• [The problem] Take the line that contains "Task: Locate the helmet" and each line after it in the material below, and transcribe them exactly, stopping at the end.
□ □ □ □
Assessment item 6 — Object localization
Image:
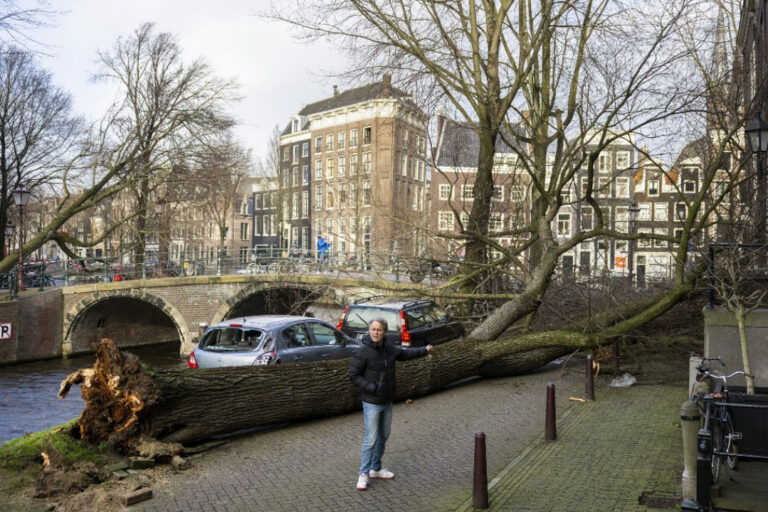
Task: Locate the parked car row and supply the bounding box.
[188,297,465,369]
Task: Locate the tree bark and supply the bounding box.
[60,335,586,448]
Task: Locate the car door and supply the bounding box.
[278,322,313,363]
[306,320,355,360]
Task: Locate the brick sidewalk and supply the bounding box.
[133,362,685,512]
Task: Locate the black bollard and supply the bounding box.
[473,432,489,509]
[545,383,557,441]
[585,355,595,401]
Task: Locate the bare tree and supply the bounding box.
[0,46,81,258]
[95,23,240,263]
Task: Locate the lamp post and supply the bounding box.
[745,114,768,244]
[4,221,14,259]
[154,198,166,275]
[12,183,31,292]
[627,203,640,284]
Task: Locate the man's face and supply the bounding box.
[368,322,386,344]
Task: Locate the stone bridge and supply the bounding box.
[0,274,384,363]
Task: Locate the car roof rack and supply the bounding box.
[401,299,431,309]
[354,295,386,304]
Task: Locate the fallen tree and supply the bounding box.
[59,336,581,449]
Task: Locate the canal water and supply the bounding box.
[0,342,186,446]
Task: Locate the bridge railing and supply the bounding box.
[0,249,463,292]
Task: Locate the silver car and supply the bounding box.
[188,315,358,368]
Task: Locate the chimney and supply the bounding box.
[382,73,391,98]
[333,85,339,97]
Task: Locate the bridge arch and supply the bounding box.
[211,282,360,325]
[63,290,191,357]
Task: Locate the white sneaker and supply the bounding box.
[356,472,369,490]
[369,468,395,479]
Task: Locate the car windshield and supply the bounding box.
[345,308,400,333]
[200,327,265,351]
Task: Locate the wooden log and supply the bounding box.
[60,337,576,447]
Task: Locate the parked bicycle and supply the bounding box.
[692,357,745,483]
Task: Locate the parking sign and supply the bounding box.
[0,323,11,340]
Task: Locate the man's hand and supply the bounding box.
[425,344,434,352]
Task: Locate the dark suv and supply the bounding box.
[336,297,465,347]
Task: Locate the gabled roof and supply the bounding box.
[672,137,707,168]
[298,80,409,116]
[436,117,525,167]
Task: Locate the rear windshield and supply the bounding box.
[344,307,400,333]
[200,327,266,351]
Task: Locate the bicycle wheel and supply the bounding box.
[712,419,724,483]
[723,413,739,470]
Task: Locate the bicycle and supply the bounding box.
[692,357,746,483]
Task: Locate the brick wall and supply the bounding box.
[0,300,19,364]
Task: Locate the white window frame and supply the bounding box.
[438,211,454,231]
[438,184,452,201]
[557,212,572,237]
[461,184,475,201]
[638,202,651,221]
[615,177,630,198]
[337,131,345,150]
[325,134,333,152]
[654,202,668,221]
[598,152,611,173]
[648,178,660,197]
[616,151,630,170]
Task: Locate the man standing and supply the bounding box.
[316,234,329,271]
[348,318,433,490]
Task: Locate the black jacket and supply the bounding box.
[348,335,429,405]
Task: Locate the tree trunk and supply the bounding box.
[60,336,585,448]
[735,306,756,394]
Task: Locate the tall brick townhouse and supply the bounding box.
[274,74,429,261]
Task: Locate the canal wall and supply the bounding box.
[0,289,63,365]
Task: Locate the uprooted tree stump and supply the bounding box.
[59,337,579,450]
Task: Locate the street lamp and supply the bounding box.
[12,183,31,291]
[154,198,166,275]
[4,221,14,259]
[627,203,641,284]
[745,114,768,245]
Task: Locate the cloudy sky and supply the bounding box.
[25,0,343,165]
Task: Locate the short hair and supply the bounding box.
[369,317,388,332]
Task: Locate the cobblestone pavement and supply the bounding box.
[134,359,685,512]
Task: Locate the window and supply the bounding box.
[402,128,409,148]
[438,211,454,231]
[315,186,323,210]
[581,206,593,230]
[615,206,628,233]
[616,151,630,170]
[648,179,660,196]
[362,152,371,173]
[492,185,504,201]
[302,142,309,157]
[401,154,408,177]
[303,165,310,183]
[460,212,469,227]
[327,187,335,209]
[338,131,345,150]
[326,134,334,151]
[653,227,668,248]
[673,228,684,246]
[638,202,651,221]
[315,160,323,180]
[616,177,630,198]
[302,191,309,218]
[581,176,591,197]
[510,186,525,202]
[326,158,334,178]
[254,216,261,236]
[283,169,290,187]
[326,218,334,235]
[308,321,345,346]
[283,147,289,161]
[350,153,358,174]
[314,136,322,153]
[462,184,475,201]
[654,202,668,221]
[363,126,371,145]
[638,227,652,248]
[363,181,371,206]
[350,182,358,204]
[489,213,504,232]
[291,192,299,219]
[557,213,571,236]
[293,145,300,163]
[439,184,452,201]
[293,167,300,186]
[239,247,249,264]
[350,128,358,147]
[598,152,611,173]
[675,202,687,221]
[283,323,311,348]
[338,155,346,176]
[240,223,249,240]
[684,181,696,193]
[339,183,347,207]
[598,177,611,198]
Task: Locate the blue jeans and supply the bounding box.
[359,401,392,474]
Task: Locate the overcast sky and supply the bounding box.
[25,0,342,166]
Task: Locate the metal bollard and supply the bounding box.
[585,355,595,401]
[680,400,700,503]
[473,432,489,509]
[695,427,712,510]
[545,383,557,441]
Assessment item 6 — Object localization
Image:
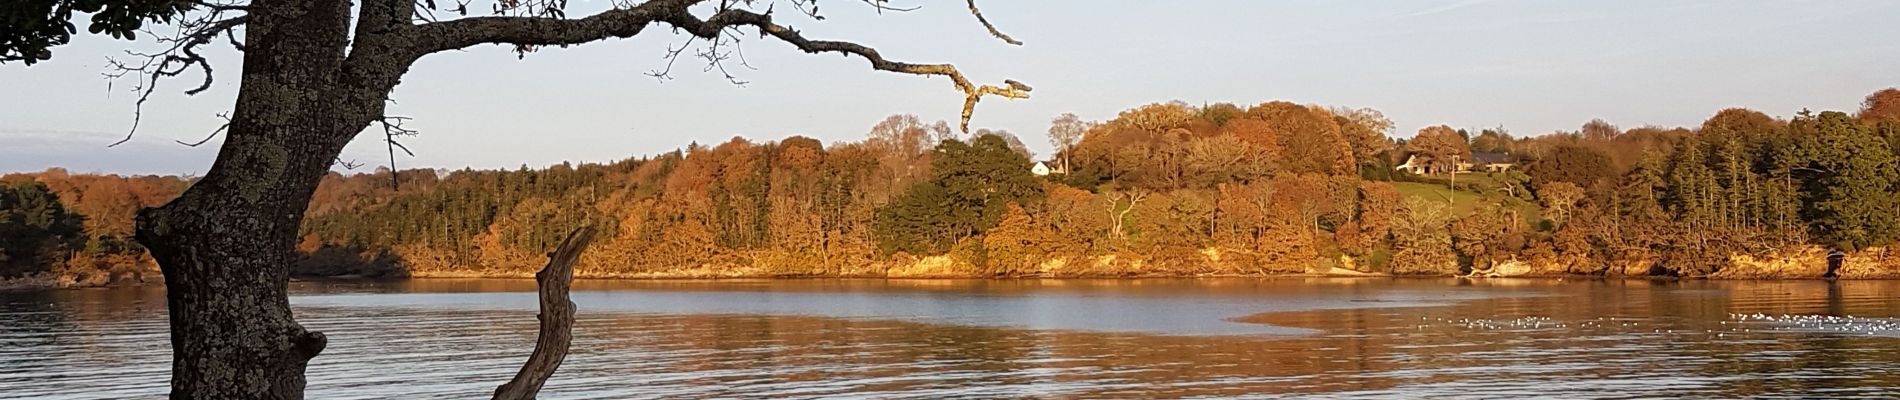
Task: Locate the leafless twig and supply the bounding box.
[103,2,249,147]
[176,112,233,147]
[380,116,420,190]
[644,36,696,81]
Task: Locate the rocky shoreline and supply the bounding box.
[7,245,1897,290]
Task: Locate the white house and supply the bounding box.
[1395,154,1431,174]
[1396,152,1518,175]
[1031,162,1053,176]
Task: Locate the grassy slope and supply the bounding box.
[1391,181,1543,225]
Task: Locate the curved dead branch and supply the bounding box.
[493,226,596,400]
[400,0,1029,132]
[668,8,1030,132]
[965,0,1020,46]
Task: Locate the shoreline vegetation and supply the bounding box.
[6,90,1900,288]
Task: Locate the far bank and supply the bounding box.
[10,244,1899,290]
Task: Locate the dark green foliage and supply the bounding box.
[1615,152,1669,224]
[1529,145,1616,190]
[0,182,85,275]
[1665,136,1720,228]
[1,0,195,64]
[873,183,955,255]
[301,161,626,268]
[1876,121,1900,158]
[1358,155,1397,181]
[1787,111,1900,250]
[874,135,1045,255]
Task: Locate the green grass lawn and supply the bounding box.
[1391,181,1544,226]
[1393,182,1479,211]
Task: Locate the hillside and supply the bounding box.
[5,91,1900,285]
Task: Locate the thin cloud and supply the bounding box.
[0,128,126,146]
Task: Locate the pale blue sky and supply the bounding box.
[3,0,1897,175]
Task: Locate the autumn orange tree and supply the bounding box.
[1248,101,1355,175]
[1331,107,1396,174]
[1862,88,1900,156]
[4,0,1031,397]
[1405,125,1470,175]
[1465,128,1506,154]
[17,87,1900,288]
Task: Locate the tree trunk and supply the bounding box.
[137,113,356,398]
[133,0,363,398]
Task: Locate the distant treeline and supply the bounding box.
[3,88,1898,282]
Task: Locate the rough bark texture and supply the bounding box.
[493,227,596,400]
[134,0,366,398]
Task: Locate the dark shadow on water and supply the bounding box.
[292,244,411,279]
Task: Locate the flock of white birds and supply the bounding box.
[1412,313,1900,338]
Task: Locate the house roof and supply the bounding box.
[1471,152,1516,164]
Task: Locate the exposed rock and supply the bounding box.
[1524,258,1570,277]
[1462,259,1532,278]
[1711,246,1828,279]
[1560,256,1608,276]
[884,255,980,278]
[1492,260,1532,277]
[1200,247,1222,264]
[1392,259,1457,276]
[1318,266,1389,277]
[0,273,58,290]
[1612,258,1660,277]
[1317,255,1388,276]
[1333,255,1365,274]
[1838,247,1900,279]
[1034,257,1069,276]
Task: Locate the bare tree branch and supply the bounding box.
[399,0,678,52]
[665,7,1030,131]
[643,35,695,81]
[177,112,233,147]
[644,24,755,84]
[103,10,249,147]
[398,0,1029,132]
[193,1,249,12]
[492,226,596,400]
[964,0,1020,45]
[379,116,420,190]
[694,27,751,85]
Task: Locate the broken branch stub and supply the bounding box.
[493,226,596,400]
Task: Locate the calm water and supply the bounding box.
[3,278,1899,399]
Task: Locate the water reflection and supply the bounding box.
[293,278,1538,336]
[2,279,1897,399]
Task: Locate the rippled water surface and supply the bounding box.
[4,278,1900,399]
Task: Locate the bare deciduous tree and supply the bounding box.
[1047,113,1088,172]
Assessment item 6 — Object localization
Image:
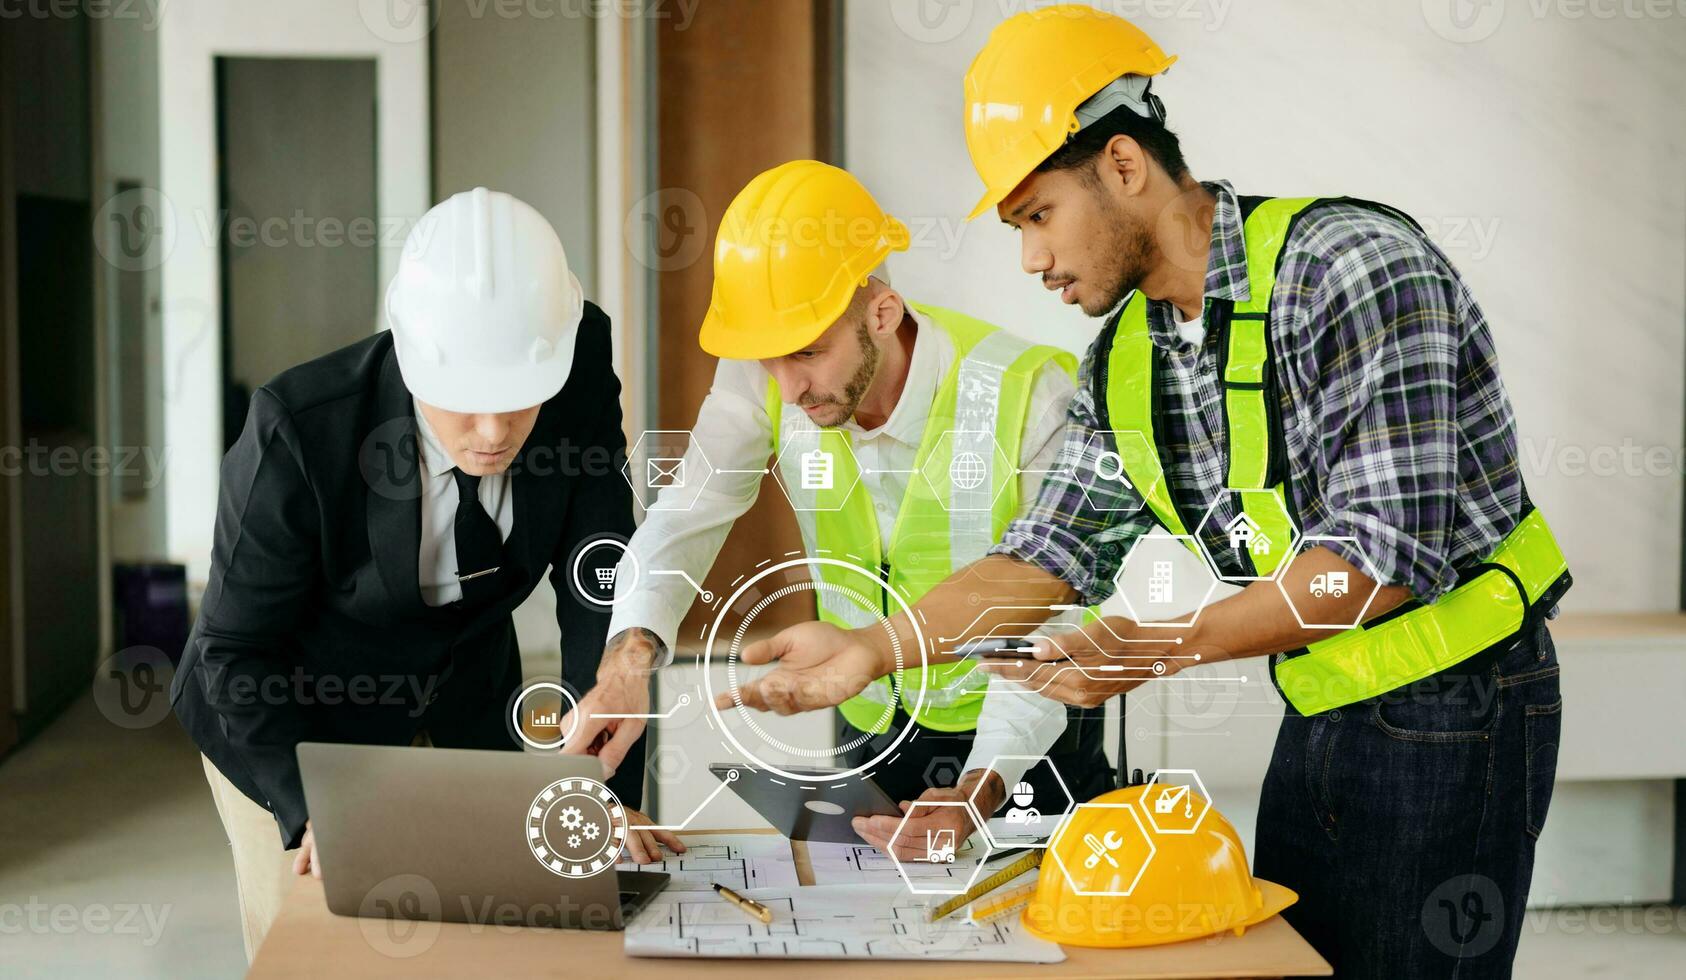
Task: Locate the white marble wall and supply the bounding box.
[846,0,1686,612]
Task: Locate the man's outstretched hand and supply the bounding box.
[711,621,891,715]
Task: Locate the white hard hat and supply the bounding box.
[386,187,583,414]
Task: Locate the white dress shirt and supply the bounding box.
[415,406,515,607]
[610,309,1078,790]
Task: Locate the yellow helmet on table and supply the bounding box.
[962,4,1177,220]
[1024,784,1297,948]
[699,160,910,360]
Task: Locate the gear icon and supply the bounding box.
[527,776,630,879]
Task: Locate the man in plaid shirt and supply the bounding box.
[720,11,1564,976]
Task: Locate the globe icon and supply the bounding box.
[950,451,988,491]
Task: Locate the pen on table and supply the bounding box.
[952,637,1039,658]
[712,883,773,924]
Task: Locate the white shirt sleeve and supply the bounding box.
[607,359,774,662]
[962,359,1080,792]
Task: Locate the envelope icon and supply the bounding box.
[647,456,686,489]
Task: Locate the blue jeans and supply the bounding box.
[1254,620,1563,978]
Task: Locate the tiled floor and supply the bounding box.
[1,692,1682,978]
[0,693,245,978]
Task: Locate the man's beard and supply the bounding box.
[801,320,879,427]
[1083,196,1157,317]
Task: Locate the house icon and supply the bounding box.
[1225,512,1272,556]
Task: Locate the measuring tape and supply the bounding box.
[927,848,1045,922]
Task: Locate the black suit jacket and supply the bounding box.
[171,305,640,848]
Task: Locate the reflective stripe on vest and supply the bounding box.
[769,302,1077,732]
[1102,196,1572,716]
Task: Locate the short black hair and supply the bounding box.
[1035,104,1190,182]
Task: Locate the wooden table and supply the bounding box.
[249,830,1330,979]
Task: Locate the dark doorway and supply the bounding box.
[214,57,379,449]
[2,6,101,744]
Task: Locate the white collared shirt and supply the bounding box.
[415,405,515,607]
[610,309,1078,790]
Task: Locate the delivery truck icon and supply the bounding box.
[1309,571,1349,598]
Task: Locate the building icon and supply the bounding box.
[1225,512,1271,556]
[1147,560,1175,604]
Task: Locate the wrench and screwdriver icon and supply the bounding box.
[1082,830,1126,870]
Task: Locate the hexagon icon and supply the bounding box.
[967,756,1076,850]
[1142,768,1213,836]
[622,429,715,512]
[886,799,995,896]
[645,744,692,786]
[914,429,1012,512]
[1115,533,1221,629]
[922,755,964,792]
[1275,534,1387,630]
[771,425,862,512]
[1076,430,1158,515]
[1194,488,1301,583]
[1047,801,1155,898]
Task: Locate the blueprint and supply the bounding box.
[623,884,1064,963]
[804,840,988,886]
[616,834,799,893]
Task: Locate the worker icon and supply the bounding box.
[1003,781,1042,826]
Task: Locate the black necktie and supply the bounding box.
[451,468,503,606]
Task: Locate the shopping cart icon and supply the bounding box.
[594,567,618,591]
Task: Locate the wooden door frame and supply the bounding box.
[0,14,22,760]
[654,0,842,646]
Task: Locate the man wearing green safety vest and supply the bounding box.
[719,8,1570,977]
[562,160,1114,858]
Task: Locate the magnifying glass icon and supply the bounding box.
[1095,450,1135,489]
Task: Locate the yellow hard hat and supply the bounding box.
[962,5,1177,220]
[698,160,910,360]
[1022,784,1296,948]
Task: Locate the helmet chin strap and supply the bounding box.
[1074,73,1168,130]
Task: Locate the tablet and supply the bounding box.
[709,763,903,843]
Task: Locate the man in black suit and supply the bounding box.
[172,188,680,960]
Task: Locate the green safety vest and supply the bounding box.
[767,303,1077,732]
[1100,196,1573,716]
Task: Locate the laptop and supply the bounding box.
□ □ □ □
• [Answer space]
Task: Locate the helmet chin strap and supply the bounding box.
[1074,73,1168,130]
Task: Locate the tablet and supply the bounding box.
[709,763,903,843]
Task: Locate the man in black suit and supply the bounding box.
[172,188,680,960]
Task: Locate the green safety vest and supply the bounding box.
[767,303,1077,732]
[1100,196,1573,716]
Task: Locate the laptop and supply the bounding box.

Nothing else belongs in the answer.